DATASET ENTRIES>

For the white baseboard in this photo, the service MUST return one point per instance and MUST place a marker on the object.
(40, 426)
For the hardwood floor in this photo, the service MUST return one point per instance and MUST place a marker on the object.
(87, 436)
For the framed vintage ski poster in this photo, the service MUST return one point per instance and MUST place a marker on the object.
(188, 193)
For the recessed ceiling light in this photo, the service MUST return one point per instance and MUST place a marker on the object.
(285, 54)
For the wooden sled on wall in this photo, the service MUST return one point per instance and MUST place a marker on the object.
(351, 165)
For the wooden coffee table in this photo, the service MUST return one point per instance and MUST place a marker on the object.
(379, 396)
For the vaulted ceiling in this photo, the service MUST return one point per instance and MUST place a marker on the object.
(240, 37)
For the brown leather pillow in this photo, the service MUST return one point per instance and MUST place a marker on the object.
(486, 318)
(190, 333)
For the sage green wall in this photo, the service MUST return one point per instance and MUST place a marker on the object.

DIRECTIONS FOR THIS TASK> Render the lines of the records from the line containing "For the vaulted" up to and including the last line of the records as a JSON list of strings, one string per line, with blank lines omitted.

SOLUTION TO THIS TASK>
[
  "For the vaulted ceiling in this photo, the service MUST return one point per instance and MUST place a marker on the object.",
  "(240, 37)",
  "For the brown leather pillow in this photo, the service MUST return one point per instance and MUST place a marker on the object.",
  "(486, 318)",
  "(190, 333)",
  "For the sage green wall in this photo, the service MUST return one point per instance and MUST place a marker on the object."
]